### Problem details
The records that follow must be repeated exactly as they stand.

### Records for this task
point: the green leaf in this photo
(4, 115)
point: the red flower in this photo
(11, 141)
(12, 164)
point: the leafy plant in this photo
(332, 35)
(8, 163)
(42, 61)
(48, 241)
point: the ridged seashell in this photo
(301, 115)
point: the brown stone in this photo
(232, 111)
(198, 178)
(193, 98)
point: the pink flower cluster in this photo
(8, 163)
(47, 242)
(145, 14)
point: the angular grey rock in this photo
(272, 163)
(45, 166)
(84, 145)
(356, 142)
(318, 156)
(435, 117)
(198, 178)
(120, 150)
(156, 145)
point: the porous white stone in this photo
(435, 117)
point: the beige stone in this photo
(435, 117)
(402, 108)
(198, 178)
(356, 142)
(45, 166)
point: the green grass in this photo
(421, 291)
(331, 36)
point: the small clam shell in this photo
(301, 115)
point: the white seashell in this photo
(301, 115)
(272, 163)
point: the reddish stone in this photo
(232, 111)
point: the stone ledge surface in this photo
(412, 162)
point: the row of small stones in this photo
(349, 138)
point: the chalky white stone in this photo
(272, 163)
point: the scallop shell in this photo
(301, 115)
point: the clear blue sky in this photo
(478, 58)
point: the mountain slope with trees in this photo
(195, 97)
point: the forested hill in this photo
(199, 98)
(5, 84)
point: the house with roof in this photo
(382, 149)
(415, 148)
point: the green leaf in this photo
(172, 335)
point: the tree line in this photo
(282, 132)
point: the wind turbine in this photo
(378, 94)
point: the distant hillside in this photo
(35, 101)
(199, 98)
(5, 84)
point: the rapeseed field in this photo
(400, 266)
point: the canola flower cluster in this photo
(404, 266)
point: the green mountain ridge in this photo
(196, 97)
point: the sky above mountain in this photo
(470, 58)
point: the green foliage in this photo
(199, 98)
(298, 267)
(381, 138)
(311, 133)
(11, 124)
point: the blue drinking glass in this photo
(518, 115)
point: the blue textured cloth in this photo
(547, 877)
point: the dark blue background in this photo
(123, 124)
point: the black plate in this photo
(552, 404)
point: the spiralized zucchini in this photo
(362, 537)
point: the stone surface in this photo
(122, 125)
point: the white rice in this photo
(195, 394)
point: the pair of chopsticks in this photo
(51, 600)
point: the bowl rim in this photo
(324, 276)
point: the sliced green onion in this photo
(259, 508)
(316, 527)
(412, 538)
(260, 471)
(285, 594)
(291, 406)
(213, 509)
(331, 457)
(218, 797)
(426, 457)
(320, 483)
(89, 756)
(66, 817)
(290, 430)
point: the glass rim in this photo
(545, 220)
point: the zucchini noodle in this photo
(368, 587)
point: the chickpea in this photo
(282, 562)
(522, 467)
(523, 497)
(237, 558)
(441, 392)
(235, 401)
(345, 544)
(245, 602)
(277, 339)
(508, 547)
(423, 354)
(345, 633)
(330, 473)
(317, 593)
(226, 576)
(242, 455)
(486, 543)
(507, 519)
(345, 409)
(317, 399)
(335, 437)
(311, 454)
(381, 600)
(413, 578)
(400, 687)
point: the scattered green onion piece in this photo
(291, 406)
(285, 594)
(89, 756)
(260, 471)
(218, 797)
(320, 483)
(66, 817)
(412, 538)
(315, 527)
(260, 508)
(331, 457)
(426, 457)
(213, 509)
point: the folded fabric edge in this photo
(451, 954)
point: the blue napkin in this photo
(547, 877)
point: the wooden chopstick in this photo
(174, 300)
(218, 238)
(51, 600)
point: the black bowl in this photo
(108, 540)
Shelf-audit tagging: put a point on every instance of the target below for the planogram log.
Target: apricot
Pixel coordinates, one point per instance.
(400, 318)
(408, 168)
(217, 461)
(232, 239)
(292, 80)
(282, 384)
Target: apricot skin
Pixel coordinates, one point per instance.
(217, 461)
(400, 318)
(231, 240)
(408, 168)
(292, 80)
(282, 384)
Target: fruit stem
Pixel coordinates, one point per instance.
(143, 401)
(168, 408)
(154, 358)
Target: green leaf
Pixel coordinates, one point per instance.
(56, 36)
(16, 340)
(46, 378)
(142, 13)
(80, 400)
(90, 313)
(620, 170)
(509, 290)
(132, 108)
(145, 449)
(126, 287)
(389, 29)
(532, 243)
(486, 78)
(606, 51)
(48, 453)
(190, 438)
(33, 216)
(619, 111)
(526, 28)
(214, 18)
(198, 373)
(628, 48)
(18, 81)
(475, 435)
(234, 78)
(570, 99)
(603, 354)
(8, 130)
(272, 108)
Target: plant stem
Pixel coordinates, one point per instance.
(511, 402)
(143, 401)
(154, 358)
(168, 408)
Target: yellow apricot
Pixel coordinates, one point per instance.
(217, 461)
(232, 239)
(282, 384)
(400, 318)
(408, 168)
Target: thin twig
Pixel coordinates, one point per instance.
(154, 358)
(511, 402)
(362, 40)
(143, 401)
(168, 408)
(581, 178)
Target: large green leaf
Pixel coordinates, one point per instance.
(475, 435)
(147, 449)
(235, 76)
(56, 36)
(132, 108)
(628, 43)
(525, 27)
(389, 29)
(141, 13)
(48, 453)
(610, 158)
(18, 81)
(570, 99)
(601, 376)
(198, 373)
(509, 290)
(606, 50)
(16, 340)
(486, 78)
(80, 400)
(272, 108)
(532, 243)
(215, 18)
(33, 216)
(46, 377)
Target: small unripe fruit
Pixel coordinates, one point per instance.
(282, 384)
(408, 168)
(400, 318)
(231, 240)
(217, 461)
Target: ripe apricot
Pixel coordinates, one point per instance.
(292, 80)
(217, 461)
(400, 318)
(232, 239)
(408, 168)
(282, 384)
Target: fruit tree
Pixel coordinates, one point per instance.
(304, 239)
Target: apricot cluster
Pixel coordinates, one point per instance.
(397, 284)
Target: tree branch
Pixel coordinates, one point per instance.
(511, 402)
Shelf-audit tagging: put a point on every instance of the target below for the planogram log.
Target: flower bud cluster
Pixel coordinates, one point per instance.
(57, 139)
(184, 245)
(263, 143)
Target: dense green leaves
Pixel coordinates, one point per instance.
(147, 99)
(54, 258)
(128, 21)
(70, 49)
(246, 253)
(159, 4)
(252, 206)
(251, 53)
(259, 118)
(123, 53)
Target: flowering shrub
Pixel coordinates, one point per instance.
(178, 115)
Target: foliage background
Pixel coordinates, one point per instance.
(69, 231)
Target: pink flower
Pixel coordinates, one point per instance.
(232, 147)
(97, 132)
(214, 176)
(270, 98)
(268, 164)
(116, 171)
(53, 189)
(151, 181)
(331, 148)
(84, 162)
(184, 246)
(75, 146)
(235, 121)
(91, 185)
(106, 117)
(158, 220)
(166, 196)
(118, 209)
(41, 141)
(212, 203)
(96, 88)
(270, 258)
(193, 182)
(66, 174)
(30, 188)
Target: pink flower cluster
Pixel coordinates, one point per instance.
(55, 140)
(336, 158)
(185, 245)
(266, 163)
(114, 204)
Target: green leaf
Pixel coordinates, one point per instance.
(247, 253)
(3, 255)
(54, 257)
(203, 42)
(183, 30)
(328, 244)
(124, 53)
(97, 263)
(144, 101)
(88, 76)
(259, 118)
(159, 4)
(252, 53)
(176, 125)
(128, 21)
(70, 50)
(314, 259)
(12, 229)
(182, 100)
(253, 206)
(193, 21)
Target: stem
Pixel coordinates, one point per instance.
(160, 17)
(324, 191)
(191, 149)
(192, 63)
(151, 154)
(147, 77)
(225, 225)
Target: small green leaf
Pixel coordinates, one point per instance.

### Your response
point: the green leaf in this photo
(4, 115)
point: the red flower in this photo
(11, 141)
(12, 164)
point: the leafy plant in this photo
(332, 35)
(8, 163)
(42, 61)
(48, 241)
point: the ridged seashell in this photo
(301, 115)
point: the brown stone in this photo
(232, 111)
(198, 178)
(193, 98)
point: the pink flower cluster in this photo
(8, 163)
(47, 242)
(145, 14)
point: the angular grey rock in this photo
(272, 163)
(45, 166)
(84, 145)
(356, 142)
(318, 156)
(435, 117)
(198, 178)
(120, 150)
(156, 145)
point: the porous white stone in this photo
(435, 117)
point: the beige stone in this photo
(435, 117)
(402, 108)
(198, 178)
(356, 142)
(45, 166)
point: the green grass in this photo
(421, 291)
(331, 36)
point: the small clam shell in this photo
(301, 115)
point: the white seashell in this photo
(301, 115)
(272, 163)
point: the reddish stone in this photo
(232, 111)
point: the stone ledge surface in this photo
(412, 162)
point: the row of small stones in this photo
(349, 138)
point: the chalky white stone in this photo
(272, 163)
point: the scallop shell in this photo
(301, 115)
point: the clear blue sky in this photo
(478, 58)
point: the mountain slope with trees in this photo
(195, 97)
point: the forested hill in this photo
(199, 98)
(5, 84)
point: the house with roof in this photo
(382, 149)
(415, 148)
point: the green leaf in this photo
(172, 335)
point: the tree line in this photo
(282, 132)
point: the wind turbine in this photo
(378, 94)
point: the distant hillside in this photo
(35, 101)
(199, 98)
(5, 84)
point: the rapeseed field in this photo
(400, 266)
point: the canola flower cluster in this photo
(404, 266)
point: the green mountain ridge in this photo
(196, 97)
point: the sky above mountain in this photo
(470, 58)
point: the green foliage in this photo
(199, 98)
(298, 267)
(381, 138)
(311, 133)
(11, 124)
point: the blue drinking glass in this photo
(518, 115)
point: the blue textured cloth in this photo
(547, 877)
point: the dark blue background in this photo
(123, 124)
point: the black plate in this photo
(552, 404)
point: the spiralized zucchini in this photo
(362, 537)
point: the stone surface in this photo
(122, 125)
point: the white rice in this photo
(195, 394)
point: the pair of chopsticks in this photo
(51, 600)
point: the bowl rim in this photo
(324, 276)
point: the sliced green onion in this photo
(259, 508)
(316, 527)
(412, 538)
(260, 471)
(285, 594)
(291, 406)
(213, 509)
(331, 457)
(218, 797)
(426, 457)
(320, 483)
(89, 756)
(66, 817)
(290, 430)
point: the glass rim in this photo
(545, 220)
point: the zucchini noodle in this photo
(368, 587)
point: the chickpea in this photo
(282, 562)
(522, 467)
(523, 497)
(237, 558)
(441, 392)
(235, 401)
(345, 544)
(245, 602)
(277, 339)
(508, 547)
(423, 354)
(345, 633)
(330, 473)
(317, 593)
(226, 576)
(242, 455)
(486, 543)
(507, 519)
(345, 409)
(317, 399)
(335, 437)
(311, 454)
(381, 600)
(413, 578)
(400, 687)
point: the scattered green onion piece in this photo
(291, 406)
(285, 594)
(89, 756)
(260, 471)
(218, 797)
(320, 483)
(66, 817)
(412, 538)
(315, 527)
(260, 508)
(331, 457)
(426, 457)
(213, 509)
point: the folded fabric edge in this photo
(451, 954)
point: the blue napkin in this photo
(547, 877)
point: the wooden chopstick in this photo
(174, 300)
(218, 238)
(51, 600)
point: the black bowl in this photo
(108, 540)
Shelf-audit tagging: put a point on every instance of the target below for the planogram log.
Target: apricot
Pixel coordinates, one point per instance.
(400, 318)
(408, 168)
(217, 461)
(232, 239)
(292, 80)
(282, 384)
Target: apricot skin
Pixel coordinates, one point per instance.
(217, 461)
(400, 318)
(231, 240)
(408, 168)
(292, 80)
(282, 384)
Target: fruit stem
Pixel coordinates, one point per instance.
(143, 401)
(168, 408)
(154, 358)
Target: green leaf
Pixel coordinates, one point per instance.
(56, 36)
(16, 340)
(46, 378)
(142, 13)
(80, 400)
(90, 313)
(620, 170)
(509, 290)
(132, 108)
(145, 449)
(126, 287)
(389, 29)
(532, 243)
(486, 78)
(606, 51)
(48, 453)
(190, 438)
(33, 216)
(619, 111)
(526, 28)
(214, 18)
(198, 373)
(628, 48)
(18, 81)
(475, 435)
(234, 78)
(570, 99)
(603, 354)
(8, 130)
(272, 108)
Target: plant stem
Pixel coordinates, one point per instance.
(511, 402)
(143, 401)
(154, 358)
(168, 408)
Target: yellow apricot
Pixel coordinates, one point per instance.
(217, 461)
(232, 239)
(282, 384)
(400, 318)
(408, 168)
Target: thin twig
Pixel coordinates, one point per instance.
(154, 358)
(511, 402)
(362, 40)
(143, 401)
(168, 408)
(581, 178)
Target: large green leaf
Pixel coordinates, one point per instance.
(475, 435)
(147, 449)
(235, 76)
(56, 36)
(132, 108)
(628, 43)
(525, 27)
(389, 29)
(141, 13)
(48, 453)
(610, 158)
(18, 81)
(570, 99)
(601, 376)
(198, 373)
(509, 290)
(606, 50)
(16, 340)
(486, 78)
(80, 400)
(272, 108)
(532, 243)
(215, 18)
(33, 216)
(46, 377)
Target: small unripe fruit
Pixel coordinates, one point per instance.
(282, 384)
(408, 168)
(400, 318)
(231, 240)
(217, 461)
Target: ripe apricot
Pixel coordinates, one point per instance.
(292, 80)
(217, 461)
(400, 318)
(232, 239)
(408, 168)
(282, 384)
Target: fruit tree
Pixel coordinates, one point per instance.
(304, 239)
Target: apricot cluster
Pixel coordinates, one point per instance.
(397, 284)
Target: tree branch
Pixel coordinates, one point per instance.
(511, 402)
Shelf-audit tagging: put a point on every instance of the target below for the planogram log.
Target: flower bud cluster
Pixel coordinates, one point per instance.
(57, 139)
(184, 245)
(263, 143)
Target: dense green leaves
Pixel coordinates, one point per instance.
(147, 99)
(54, 258)
(128, 21)
(70, 49)
(246, 253)
(159, 4)
(252, 206)
(251, 53)
(259, 118)
(123, 53)
Target: flowering shrub
Pixel coordinates, one point per instance.
(178, 115)
Target: foliage background
Pixel coordinates, one point per instance.
(69, 231)
Target: pink flower
Pixel coordinates, one point per instance.
(232, 147)
(97, 132)
(214, 176)
(270, 98)
(268, 164)
(116, 171)
(53, 189)
(151, 181)
(331, 148)
(84, 162)
(184, 246)
(75, 146)
(235, 121)
(91, 185)
(106, 117)
(158, 220)
(166, 196)
(118, 209)
(41, 141)
(212, 203)
(96, 88)
(270, 258)
(193, 182)
(66, 174)
(30, 188)
Target: pink flower cluster
Pixel coordinates, one point per instance.
(55, 140)
(336, 158)
(185, 245)
(266, 163)
(114, 204)
Target: green leaf
Pixel coordinates, one point per instance.
(247, 253)
(3, 255)
(54, 257)
(203, 42)
(183, 30)
(328, 244)
(124, 53)
(97, 263)
(144, 101)
(88, 76)
(259, 118)
(159, 4)
(252, 53)
(176, 125)
(128, 21)
(70, 50)
(314, 259)
(12, 229)
(182, 100)
(253, 206)
(193, 21)
Target: stem
Pixel coordinates, one point per instance.
(160, 17)
(324, 191)
(191, 149)
(192, 63)
(151, 154)
(147, 77)
(225, 225)
Target: small green leaf
Pixel coordinates, one point per instance.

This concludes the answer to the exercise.